(Beginning of DATA EXTRACTS)

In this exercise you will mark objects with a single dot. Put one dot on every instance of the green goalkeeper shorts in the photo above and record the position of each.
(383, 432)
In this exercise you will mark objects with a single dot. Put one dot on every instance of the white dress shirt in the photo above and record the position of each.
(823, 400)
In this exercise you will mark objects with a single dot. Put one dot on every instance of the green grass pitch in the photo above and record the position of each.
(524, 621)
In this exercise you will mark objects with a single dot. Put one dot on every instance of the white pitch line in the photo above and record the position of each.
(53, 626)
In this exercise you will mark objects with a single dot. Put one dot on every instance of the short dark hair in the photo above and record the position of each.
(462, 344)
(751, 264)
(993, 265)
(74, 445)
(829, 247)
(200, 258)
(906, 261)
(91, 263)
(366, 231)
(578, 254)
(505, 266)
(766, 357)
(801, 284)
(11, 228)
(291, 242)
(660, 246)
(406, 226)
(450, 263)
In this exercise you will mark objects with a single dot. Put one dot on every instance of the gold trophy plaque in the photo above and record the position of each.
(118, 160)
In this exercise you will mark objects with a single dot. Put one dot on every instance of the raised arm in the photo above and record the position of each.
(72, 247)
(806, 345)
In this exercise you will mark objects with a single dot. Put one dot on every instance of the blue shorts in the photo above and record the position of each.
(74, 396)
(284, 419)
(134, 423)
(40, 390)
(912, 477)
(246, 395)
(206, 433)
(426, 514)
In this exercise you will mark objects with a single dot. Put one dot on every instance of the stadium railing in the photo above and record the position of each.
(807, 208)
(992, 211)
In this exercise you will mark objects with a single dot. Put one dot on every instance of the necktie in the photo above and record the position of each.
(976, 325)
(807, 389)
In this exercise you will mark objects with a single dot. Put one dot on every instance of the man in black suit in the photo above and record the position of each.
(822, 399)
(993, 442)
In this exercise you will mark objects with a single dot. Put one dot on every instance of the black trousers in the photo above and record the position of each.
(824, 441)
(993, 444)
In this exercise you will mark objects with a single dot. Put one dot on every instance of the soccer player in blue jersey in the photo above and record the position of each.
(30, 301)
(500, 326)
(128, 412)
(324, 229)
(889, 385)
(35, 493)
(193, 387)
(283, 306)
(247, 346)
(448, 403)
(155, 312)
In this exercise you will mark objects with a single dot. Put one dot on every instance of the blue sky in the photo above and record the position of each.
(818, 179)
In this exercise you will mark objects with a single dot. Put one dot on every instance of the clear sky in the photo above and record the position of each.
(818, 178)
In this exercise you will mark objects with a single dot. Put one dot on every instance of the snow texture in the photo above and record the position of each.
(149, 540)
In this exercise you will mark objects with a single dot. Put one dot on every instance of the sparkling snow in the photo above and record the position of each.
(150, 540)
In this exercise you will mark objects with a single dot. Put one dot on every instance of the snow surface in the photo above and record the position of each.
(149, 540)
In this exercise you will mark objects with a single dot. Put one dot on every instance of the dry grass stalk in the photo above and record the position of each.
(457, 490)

(End of DATA EXTRACTS)

■ **EXERCISE PROMPT**
The answer should consist of every record above, copied exactly.

■ **RESPONSE**
In this exercise you will mark objects with a single dot. Put one dot on every instance of the green goalkeeper shorts in the photo above and record the position of each.
(383, 432)
In this exercise you will mark objects with a single dot. Put one dot on every instance of the white dress shirt in the photo above and record the position of each.
(823, 400)
In this exercise you will mark objects with a single dot. Put one dot on every instance of the green grass pitch in the photo above and record the position of each.
(524, 621)
In this exercise you will mark objects with a single dot. Put one dot on every instance of the white pitch line in the photo above and record the position of each.
(53, 626)
In this exercise you will mark objects with a single dot. Put one dot on every instance of the short dark hair in the photo above and record the position of each.
(462, 344)
(751, 264)
(993, 265)
(74, 445)
(829, 247)
(200, 258)
(906, 261)
(91, 263)
(366, 231)
(578, 254)
(505, 266)
(766, 357)
(801, 284)
(11, 228)
(291, 242)
(660, 246)
(406, 226)
(450, 263)
In this exercise you will mark objects with a single dot. Put one dot on every instance of the gold trophy plaque in the photo above and record the position of each.
(118, 160)
In this exercise you will mark objects with a single dot. Put one dot on every instance of the raised arm in the photo above and record the position of each.
(72, 247)
(806, 345)
In this exercise you will mark objects with a single dot. Put one dot on every instance of the blue shorts in the photo above and record the position of each.
(74, 396)
(284, 419)
(134, 423)
(40, 390)
(912, 477)
(246, 395)
(206, 433)
(426, 514)
In this exercise you will mark objects with a single dot. Put one dot on every instance of the stadium railing in the photo above and record the position of each.
(807, 208)
(992, 211)
In this exercise you will mark objects with a single dot. Put one dot on every instance of the necktie in the photo above and record the position of each.
(976, 325)
(807, 389)
In this exercise you will mark objects with a single dot. Put one dot on every instance of the man in black suit in the photo above and record the position of each.
(822, 399)
(993, 442)
In this exercise you will mark objects with a single dot. Put one dot on every instance of the black trousers in the photo above and record the position of each.
(824, 441)
(993, 444)
In this exercise you will mark objects with a single dot. Put one dot on every instance of the soccer player in blue jersey in the photo above and record the position of each.
(30, 301)
(500, 326)
(128, 412)
(324, 229)
(889, 385)
(35, 493)
(193, 387)
(283, 306)
(247, 346)
(448, 403)
(155, 312)
In this exercise you will mark objects with a single dot. Put one dot on every instance of the blue sky in the photo above and record the position of each.
(818, 179)
In this exercise you will mark objects with a single dot. Put one dot on every instance of the clear sky in the photo above and record the position of each.
(818, 178)
In this exercise you will mark objects with a single dot. Put one dot on every instance of the snow texture in the photo above and record the position of each.
(149, 540)
In this exercise you will mark objects with a single dot. Put one dot on every instance of the sparkling snow in the photo above and record the position of each.
(150, 540)
In this exercise you will mark objects with a single dot. Put one dot on every instance of the snow surface in the photo above and record the position of each.
(149, 540)
In this exercise you will mark objects with a single dot. Put one dot on every instance of the dry grass stalk in the photo above and record the position of each.
(457, 490)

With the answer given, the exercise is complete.